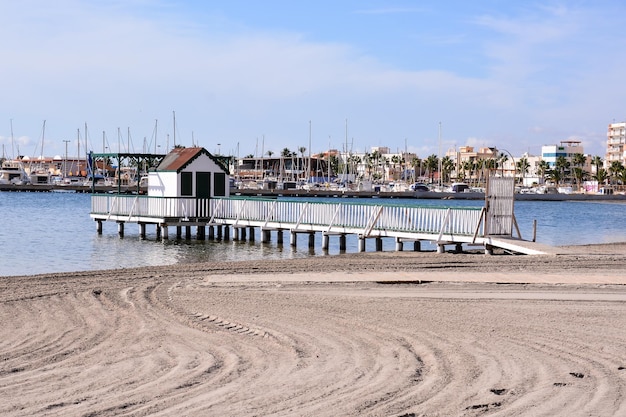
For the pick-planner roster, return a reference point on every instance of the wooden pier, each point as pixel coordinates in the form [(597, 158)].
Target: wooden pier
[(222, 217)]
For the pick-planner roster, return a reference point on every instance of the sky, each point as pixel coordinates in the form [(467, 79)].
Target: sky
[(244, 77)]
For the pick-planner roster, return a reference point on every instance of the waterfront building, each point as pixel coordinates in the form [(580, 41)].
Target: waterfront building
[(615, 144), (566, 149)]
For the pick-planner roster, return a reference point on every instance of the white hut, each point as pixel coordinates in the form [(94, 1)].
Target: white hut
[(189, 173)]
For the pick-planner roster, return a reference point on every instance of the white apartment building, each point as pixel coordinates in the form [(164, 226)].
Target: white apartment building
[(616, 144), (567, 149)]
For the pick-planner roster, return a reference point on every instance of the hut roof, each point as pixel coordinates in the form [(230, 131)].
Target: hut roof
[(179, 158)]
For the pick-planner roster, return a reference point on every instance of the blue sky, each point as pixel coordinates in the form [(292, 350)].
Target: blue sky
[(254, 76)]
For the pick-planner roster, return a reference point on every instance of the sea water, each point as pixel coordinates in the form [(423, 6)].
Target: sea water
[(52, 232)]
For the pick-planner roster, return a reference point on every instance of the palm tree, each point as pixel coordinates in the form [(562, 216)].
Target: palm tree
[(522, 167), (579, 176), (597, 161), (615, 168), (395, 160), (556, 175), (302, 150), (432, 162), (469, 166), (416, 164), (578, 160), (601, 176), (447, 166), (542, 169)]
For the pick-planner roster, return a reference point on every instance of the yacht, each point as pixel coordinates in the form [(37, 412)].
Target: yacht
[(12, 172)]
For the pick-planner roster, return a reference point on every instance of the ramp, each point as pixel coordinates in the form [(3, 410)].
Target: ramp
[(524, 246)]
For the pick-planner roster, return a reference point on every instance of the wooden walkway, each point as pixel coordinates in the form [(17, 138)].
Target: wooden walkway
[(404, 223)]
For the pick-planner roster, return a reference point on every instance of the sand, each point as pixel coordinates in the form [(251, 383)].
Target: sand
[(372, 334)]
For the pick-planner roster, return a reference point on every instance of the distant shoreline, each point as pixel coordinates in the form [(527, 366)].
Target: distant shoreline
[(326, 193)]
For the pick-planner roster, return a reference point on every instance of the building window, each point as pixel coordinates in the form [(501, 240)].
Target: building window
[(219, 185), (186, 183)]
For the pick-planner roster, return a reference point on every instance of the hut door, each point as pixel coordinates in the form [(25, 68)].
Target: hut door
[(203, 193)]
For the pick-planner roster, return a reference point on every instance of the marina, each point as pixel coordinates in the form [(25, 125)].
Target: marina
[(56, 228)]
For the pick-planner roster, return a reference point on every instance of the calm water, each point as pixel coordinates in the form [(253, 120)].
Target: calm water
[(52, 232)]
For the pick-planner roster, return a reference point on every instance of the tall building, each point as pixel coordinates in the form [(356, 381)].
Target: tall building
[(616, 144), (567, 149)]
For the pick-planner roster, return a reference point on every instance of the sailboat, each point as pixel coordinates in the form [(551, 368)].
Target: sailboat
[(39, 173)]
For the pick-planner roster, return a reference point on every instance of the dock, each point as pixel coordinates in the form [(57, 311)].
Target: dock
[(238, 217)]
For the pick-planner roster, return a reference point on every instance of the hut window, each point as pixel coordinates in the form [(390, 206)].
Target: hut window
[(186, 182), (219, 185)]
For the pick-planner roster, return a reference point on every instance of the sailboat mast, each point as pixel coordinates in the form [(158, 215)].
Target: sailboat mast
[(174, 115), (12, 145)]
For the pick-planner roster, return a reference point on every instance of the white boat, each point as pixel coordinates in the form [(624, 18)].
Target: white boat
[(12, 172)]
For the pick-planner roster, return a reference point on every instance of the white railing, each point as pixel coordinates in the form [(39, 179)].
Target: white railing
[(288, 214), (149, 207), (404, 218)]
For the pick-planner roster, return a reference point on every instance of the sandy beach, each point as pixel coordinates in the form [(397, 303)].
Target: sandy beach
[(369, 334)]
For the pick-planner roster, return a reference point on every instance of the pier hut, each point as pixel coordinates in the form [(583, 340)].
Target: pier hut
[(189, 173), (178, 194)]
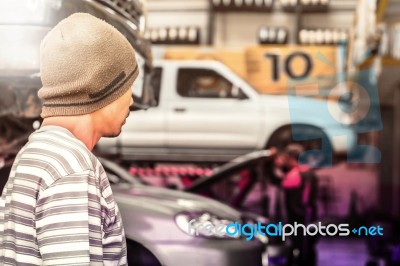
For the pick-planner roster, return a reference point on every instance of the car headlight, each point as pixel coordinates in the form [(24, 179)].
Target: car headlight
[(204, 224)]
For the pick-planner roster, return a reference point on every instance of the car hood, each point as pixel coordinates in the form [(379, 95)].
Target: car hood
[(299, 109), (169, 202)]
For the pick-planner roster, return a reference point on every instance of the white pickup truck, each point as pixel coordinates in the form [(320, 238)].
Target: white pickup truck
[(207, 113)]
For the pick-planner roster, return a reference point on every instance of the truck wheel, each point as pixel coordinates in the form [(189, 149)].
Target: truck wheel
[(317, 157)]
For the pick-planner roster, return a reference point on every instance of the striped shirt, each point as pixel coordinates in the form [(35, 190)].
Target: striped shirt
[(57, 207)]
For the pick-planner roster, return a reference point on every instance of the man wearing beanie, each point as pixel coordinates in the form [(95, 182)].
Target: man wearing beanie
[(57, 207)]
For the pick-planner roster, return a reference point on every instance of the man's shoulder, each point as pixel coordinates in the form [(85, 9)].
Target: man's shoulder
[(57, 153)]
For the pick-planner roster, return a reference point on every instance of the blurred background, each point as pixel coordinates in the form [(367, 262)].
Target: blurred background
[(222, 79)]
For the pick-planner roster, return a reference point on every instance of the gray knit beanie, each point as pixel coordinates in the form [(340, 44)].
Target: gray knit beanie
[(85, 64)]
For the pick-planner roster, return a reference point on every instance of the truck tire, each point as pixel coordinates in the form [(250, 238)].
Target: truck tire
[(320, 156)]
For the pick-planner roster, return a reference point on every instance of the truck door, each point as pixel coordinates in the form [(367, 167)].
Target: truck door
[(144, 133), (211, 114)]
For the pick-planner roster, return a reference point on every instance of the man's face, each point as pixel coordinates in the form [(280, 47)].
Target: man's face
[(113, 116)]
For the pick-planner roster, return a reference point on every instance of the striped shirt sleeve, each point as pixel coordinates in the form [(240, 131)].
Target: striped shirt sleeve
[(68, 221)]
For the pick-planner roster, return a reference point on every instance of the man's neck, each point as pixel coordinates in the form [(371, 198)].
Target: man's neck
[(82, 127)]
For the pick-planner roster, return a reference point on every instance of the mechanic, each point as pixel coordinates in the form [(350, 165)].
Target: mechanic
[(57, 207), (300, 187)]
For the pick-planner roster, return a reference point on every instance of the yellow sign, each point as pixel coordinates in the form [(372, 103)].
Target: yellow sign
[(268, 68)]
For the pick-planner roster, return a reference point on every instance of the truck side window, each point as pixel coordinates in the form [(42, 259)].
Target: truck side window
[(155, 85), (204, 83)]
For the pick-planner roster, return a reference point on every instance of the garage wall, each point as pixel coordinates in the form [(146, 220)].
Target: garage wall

****************************************

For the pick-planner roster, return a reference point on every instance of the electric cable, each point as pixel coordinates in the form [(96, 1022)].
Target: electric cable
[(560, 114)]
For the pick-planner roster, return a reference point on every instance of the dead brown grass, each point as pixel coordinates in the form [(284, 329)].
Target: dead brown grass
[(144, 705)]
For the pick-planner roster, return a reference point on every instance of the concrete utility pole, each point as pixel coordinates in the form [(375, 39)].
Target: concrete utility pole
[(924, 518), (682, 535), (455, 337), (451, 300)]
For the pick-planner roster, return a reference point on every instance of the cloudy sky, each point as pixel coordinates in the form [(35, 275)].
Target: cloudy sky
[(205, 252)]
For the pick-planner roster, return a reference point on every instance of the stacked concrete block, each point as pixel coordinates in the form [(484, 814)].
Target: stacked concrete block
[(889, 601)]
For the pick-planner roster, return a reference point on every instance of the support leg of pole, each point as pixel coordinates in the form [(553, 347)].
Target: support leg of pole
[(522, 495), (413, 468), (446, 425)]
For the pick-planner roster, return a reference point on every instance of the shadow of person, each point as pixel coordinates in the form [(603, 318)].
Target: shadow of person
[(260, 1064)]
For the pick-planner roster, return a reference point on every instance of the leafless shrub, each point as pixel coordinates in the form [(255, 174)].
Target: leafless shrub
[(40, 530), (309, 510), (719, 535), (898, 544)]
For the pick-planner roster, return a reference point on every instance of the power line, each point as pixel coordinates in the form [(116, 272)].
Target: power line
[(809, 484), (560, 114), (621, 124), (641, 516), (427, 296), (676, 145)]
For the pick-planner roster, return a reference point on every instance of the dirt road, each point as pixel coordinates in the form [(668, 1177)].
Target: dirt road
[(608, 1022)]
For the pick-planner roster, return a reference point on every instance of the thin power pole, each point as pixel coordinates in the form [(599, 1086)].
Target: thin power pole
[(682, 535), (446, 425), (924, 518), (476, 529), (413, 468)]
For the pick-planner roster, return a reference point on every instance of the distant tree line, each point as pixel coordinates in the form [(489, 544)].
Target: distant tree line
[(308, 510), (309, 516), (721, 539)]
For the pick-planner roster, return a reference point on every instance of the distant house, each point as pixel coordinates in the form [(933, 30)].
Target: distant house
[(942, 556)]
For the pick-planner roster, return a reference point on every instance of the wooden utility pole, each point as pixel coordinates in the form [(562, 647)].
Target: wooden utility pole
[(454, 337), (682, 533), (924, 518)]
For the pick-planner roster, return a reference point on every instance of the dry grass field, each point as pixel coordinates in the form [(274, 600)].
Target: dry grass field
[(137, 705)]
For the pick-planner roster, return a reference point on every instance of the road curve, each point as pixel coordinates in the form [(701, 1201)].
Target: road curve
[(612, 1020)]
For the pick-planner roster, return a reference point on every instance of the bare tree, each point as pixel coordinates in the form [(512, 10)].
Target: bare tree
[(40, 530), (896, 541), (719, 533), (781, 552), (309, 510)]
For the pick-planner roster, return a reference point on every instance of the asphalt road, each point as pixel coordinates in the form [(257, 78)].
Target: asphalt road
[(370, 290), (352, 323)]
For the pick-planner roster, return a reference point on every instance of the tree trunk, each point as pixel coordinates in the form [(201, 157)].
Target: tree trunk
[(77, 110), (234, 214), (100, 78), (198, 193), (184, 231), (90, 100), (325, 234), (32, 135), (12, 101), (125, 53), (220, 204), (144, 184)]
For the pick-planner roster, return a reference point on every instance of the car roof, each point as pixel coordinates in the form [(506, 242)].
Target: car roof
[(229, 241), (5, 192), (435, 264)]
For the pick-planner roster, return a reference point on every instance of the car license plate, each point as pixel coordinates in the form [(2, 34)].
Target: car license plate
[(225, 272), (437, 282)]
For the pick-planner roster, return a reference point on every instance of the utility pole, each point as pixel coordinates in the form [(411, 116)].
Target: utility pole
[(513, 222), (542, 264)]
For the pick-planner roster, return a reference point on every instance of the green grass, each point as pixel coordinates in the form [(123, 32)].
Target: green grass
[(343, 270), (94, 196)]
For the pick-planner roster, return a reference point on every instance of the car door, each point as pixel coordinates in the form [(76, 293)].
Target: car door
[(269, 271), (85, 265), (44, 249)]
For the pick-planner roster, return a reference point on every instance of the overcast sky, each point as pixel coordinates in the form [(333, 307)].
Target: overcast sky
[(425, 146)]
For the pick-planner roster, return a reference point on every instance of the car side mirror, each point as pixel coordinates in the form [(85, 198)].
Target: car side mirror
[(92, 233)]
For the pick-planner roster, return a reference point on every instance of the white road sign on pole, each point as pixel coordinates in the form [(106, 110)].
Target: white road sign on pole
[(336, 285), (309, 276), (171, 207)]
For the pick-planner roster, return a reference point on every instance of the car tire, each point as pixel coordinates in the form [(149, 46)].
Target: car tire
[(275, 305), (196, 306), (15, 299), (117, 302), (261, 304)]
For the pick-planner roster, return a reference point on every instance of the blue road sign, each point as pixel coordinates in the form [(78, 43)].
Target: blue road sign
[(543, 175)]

****************************************

Retype the material above from the line containing "form [(379, 95)]." down to the line containing "[(299, 109), (169, 202)]", including both of those lines.

* _Answer for this exercise_
For the pick-planner roster, return a reference point on every instance of the car hood, each point as pixel coordinates in the form [(379, 95)].
Target: car hood
[(299, 109), (169, 202)]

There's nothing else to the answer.